● **What you have to do**
From the first line to the last, please write out the data exactly.

↓

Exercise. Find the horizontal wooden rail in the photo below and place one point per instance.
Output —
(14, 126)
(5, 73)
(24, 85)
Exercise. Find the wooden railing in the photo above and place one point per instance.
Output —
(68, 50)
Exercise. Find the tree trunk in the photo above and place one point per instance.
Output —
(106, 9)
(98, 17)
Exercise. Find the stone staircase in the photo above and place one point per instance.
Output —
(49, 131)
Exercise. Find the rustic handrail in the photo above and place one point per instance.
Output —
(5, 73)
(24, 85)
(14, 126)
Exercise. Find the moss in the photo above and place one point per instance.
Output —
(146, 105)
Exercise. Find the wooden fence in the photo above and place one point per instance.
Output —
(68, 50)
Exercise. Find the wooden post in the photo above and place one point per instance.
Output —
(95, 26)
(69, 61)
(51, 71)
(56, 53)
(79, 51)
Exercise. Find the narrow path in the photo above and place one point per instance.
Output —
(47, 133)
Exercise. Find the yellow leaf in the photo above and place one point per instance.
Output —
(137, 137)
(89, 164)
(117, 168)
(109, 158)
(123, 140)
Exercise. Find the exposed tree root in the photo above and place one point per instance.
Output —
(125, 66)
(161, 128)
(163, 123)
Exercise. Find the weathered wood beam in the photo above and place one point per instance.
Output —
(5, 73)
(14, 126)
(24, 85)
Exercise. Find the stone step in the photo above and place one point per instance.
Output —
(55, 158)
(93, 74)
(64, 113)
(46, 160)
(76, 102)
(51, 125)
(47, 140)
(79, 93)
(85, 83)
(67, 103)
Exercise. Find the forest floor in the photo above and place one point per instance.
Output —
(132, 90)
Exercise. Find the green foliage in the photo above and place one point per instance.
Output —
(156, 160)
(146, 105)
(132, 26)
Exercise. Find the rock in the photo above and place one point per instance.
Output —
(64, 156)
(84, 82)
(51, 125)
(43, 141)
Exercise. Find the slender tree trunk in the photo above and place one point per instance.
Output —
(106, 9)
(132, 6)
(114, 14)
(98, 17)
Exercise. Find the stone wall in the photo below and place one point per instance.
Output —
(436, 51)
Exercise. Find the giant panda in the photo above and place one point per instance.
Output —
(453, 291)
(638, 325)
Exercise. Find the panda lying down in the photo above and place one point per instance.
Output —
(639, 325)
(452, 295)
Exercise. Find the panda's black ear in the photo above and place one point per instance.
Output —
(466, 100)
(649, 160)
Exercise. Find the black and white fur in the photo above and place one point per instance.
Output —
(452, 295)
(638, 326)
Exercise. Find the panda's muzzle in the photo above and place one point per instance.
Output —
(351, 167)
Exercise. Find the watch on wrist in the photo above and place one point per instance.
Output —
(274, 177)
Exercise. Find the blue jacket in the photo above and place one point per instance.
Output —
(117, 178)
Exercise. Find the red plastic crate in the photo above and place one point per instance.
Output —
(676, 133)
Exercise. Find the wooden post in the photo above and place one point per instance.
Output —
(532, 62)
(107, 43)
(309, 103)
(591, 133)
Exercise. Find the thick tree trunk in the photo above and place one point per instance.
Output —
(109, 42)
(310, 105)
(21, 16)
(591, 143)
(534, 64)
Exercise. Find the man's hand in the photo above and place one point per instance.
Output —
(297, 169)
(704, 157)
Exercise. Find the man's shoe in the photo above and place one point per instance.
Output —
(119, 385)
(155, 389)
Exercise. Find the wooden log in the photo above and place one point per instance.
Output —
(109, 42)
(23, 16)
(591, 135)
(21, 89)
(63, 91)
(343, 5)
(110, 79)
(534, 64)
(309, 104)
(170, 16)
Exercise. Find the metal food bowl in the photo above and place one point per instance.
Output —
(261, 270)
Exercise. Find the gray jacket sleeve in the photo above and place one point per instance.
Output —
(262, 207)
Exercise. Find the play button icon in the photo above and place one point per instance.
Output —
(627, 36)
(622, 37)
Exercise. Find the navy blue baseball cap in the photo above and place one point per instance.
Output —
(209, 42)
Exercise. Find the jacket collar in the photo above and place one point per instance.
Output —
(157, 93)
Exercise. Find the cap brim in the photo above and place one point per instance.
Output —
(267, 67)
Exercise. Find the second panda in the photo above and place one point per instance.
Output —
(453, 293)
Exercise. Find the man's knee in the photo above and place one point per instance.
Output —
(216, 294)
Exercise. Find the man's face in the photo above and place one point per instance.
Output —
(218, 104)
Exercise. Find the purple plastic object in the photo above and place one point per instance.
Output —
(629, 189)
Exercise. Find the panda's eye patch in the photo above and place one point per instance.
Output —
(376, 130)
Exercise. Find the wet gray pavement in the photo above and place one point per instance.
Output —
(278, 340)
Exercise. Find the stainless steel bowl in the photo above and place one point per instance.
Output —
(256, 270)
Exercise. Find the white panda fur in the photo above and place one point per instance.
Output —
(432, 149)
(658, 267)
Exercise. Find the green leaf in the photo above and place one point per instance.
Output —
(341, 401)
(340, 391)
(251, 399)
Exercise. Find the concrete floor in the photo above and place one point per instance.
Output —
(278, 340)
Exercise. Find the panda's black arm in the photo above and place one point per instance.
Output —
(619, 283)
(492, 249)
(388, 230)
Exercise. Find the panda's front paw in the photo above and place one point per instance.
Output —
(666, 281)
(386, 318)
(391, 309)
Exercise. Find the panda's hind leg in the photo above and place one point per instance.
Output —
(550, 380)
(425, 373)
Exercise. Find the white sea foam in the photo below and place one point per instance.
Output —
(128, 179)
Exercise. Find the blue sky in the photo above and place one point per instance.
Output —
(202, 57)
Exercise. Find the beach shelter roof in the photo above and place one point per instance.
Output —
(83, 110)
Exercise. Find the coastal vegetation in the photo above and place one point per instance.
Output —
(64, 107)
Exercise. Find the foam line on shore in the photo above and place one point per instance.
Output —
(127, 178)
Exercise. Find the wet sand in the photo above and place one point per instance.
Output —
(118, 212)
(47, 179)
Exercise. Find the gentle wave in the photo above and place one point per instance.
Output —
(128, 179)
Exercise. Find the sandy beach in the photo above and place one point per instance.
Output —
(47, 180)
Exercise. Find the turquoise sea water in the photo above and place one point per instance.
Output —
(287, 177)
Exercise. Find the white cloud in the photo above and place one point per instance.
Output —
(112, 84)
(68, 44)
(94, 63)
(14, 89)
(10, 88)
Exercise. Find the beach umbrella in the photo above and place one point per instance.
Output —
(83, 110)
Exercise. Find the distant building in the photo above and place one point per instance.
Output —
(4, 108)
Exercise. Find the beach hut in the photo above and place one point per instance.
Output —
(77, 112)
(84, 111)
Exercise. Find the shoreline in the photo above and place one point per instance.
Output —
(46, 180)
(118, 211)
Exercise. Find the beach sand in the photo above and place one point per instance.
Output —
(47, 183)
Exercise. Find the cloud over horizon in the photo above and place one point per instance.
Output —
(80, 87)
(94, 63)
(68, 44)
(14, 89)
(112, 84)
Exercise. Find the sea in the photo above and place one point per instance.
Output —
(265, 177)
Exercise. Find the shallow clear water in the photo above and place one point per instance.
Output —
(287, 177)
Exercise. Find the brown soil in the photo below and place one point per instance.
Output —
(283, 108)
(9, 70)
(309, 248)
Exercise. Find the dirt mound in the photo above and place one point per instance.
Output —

↑

● **Answer box**
Exercise. Find the horizontal wooden rail in the photo below and place one point per instance.
Output —
(14, 126)
(5, 73)
(24, 85)
Exercise. Find the wooden railing in the photo above and place one point per instance.
Output —
(68, 50)
Exercise. Find the tree trunk in the photo above and place one point per instance.
Output —
(106, 9)
(98, 17)
Exercise. Find the stone staircase in the photo above and place one point per instance.
Output —
(49, 131)
Exercise. Find the rustic handrail in the photo above and place one point per instance.
Output —
(5, 73)
(24, 85)
(14, 126)
Exercise. Find the moss in the photo above and place one point per instance.
Output —
(146, 105)
Exercise. Find the wooden fence in the photo above and place one point per instance.
Output —
(68, 50)
Exercise. Find the wooden post in the photo above and place one point per instance.
Output —
(95, 26)
(69, 61)
(51, 71)
(56, 53)
(79, 51)
Exercise. Find the narrow path in the photo above and place one point per instance.
Output —
(47, 133)
Exercise. Find the yellow leaf in the photo above and place one point per instance.
Output —
(137, 137)
(89, 164)
(117, 168)
(109, 158)
(123, 140)
Exercise. Find the exposed tree root in the photo above and place one point per instance.
Output —
(125, 66)
(161, 128)
(163, 123)
Exercise. Find the weathered wood beam in the photo above and place one point per instance.
Output —
(5, 73)
(14, 126)
(24, 85)
Exercise. Find the stone step in the photo above and place one point per instance.
Output —
(55, 158)
(93, 74)
(64, 113)
(46, 160)
(76, 102)
(51, 125)
(47, 140)
(79, 93)
(85, 83)
(67, 103)
Exercise. Find the forest floor in the photo above and place one point per instance.
Output —
(132, 90)
Exercise. Find the green foliage in the photo above and place one point per instance.
Output —
(156, 160)
(146, 105)
(132, 26)
Exercise. Find the rock in the photo above and place one point per instance.
Output —
(64, 156)
(84, 82)
(51, 125)
(43, 141)
Exercise. Find the slender tree trunk in the photo above and place one point per instance.
Output —
(106, 9)
(132, 6)
(114, 14)
(98, 17)
Exercise. Find the stone wall in the photo below and place one point per instance.
Output —
(436, 51)
Exercise. Find the giant panda in the photo above and place one point per instance.
Output —
(453, 291)
(638, 325)
Exercise. Find the panda lying down in the photo above and place one point per instance.
Output —
(639, 325)
(452, 295)
Exercise. Find the panda's black ear in the photo above and place one point per instance.
Output —
(466, 100)
(649, 160)
Exercise. Find the black and white fur in the photo above and place one point per instance.
Output —
(452, 295)
(638, 326)
Exercise. Find the panda's muzzle in the photo above and place one point per instance.
Output —
(351, 167)
Exercise. Find the watch on wrist in the photo above and place one point per instance.
Output —
(274, 177)
Exercise. Find the blue jacket in the photo above and place one point per instance.
Output —
(117, 178)
Exercise. Find the red plastic crate in the photo above and place one point per instance.
Output —
(676, 133)
Exercise. Find the wooden post in the photo above and place one point per instance.
Output —
(532, 62)
(107, 43)
(309, 103)
(591, 133)
Exercise. Find the thick tree trunk in the photo above and place one point per instance.
Output —
(109, 42)
(310, 105)
(21, 16)
(591, 143)
(534, 64)
Exercise. Find the man's hand in the photo above and place one point per instance.
Output —
(297, 169)
(704, 157)
Exercise. Find the man's shoe in the photo above and place one point per instance.
Output —
(119, 385)
(155, 389)
Exercise. Find the wooden log in the photo above and place one point per instance.
Output —
(109, 42)
(23, 16)
(591, 135)
(21, 89)
(63, 91)
(343, 5)
(110, 79)
(534, 64)
(309, 104)
(170, 16)
Exercise. Find the metal food bowl in the photo above and place one point per instance.
Output —
(261, 270)
Exercise. Find the gray jacket sleeve in the photo above and place one point per instance.
Output —
(262, 207)
Exercise. Find the play button icon in the photo above and place one point per instance.
Output —
(627, 36)
(622, 37)
Exercise. Find the navy blue baseball cap in the photo above and place one point per instance.
Output —
(209, 42)
Exercise. Find the jacket collar in the photo above and place one point per instance.
Output —
(157, 93)
Exercise. Find the cap brim in the photo above and place one point per instance.
Output —
(267, 67)
Exercise. Find the second panda in the photo above and place one point per instance.
Output —
(453, 293)
Exercise. Find the man's knee in the photo above and place one point per instance.
Output —
(216, 294)
Exercise. Find the man's face in the photo above and place one point per instance.
Output —
(218, 104)
Exercise. Find the purple plastic object in the photo above and place one point per instance.
Output —
(629, 189)
Exercise. Find the panda's eye patch in the photo above and place one point per instance.
Output —
(376, 130)
Exercise. Find the wet gray pavement in the photo above and place one point per instance.
Output —
(278, 340)
Exercise. Find the stainless steel bowl in the photo above and place one point per instance.
Output —
(256, 270)
Exercise. Find the white panda fur in the photo above and place one point per instance.
Output —
(432, 149)
(658, 267)
Exercise. Find the green leaf in the photo above and place one point per instance.
Output —
(341, 401)
(340, 391)
(251, 399)
Exercise. Find the concrete floor in the photo above and place one point per instance.
Output —
(278, 340)
Exercise. Find the panda's black arm in the photo above and place one point per instance.
Output —
(619, 283)
(492, 249)
(388, 230)
Exercise. Find the panda's front paw in the photo above and place one point per instance.
Output —
(666, 281)
(386, 318)
(391, 309)
Exercise. Find the panda's hind leg in the photo above and place one point per instance.
Output —
(550, 380)
(425, 373)
Exercise. Find the white sea foam in the photo below and place one point per instance.
Output —
(128, 179)
Exercise. Find the blue sky in the photo above and place one point per instance.
Output —
(202, 57)
Exercise. Find the beach shelter roof in the photo above and place one point per instance.
Output —
(83, 110)
Exercise. Find the coastal vegetation in the photo above and place one point per instance.
Output —
(64, 107)
Exercise. Find the foam line on shore in the photo above and place one point per instance.
Output —
(127, 178)
Exercise. Find the wet sand in the photo above and place one point per instance.
Output —
(118, 212)
(47, 179)
Exercise. Find the gentle wave in the photo above and place one point per instance.
Output —
(128, 179)
Exercise. Find the sandy beach in the photo above and place one point per instance.
Output —
(47, 180)
Exercise. Find the turquoise sea water in the photo above and place one point per instance.
Output —
(287, 177)
Exercise. Find the white cloud in the photo above and place one point per instance.
Output —
(112, 84)
(68, 44)
(94, 63)
(14, 89)
(10, 88)
Exercise. Find the beach umbrella in the photo above and place one point per instance.
Output —
(83, 110)
Exercise. Find the distant building in the photo above and place one point per instance.
Output —
(4, 108)
Exercise. Find the beach hut in the photo above and place one point per instance.
Output —
(77, 112)
(84, 111)
Exercise. Find the shoreline in the photo above and place one point per instance.
Output —
(46, 180)
(118, 211)
Exercise. Find the beach sand in the photo above and place one point per instance.
Output —
(47, 183)
Exercise. Find the cloud over horizon in the photo above and place one point per instance.
Output —
(80, 87)
(94, 63)
(68, 44)
(14, 89)
(112, 84)
Exercise. Find the sea in the photo above and place one point per instance.
Output —
(265, 177)
Exercise. Find the shallow clear water in the photo above and place one point per instance.
Output —
(287, 177)
Exercise. Find the brown soil in the photo below and place one point per instance.
Output —
(283, 108)
(9, 70)
(309, 248)
Exercise. Find the dirt mound in the photo above and place one point per instance.
Output —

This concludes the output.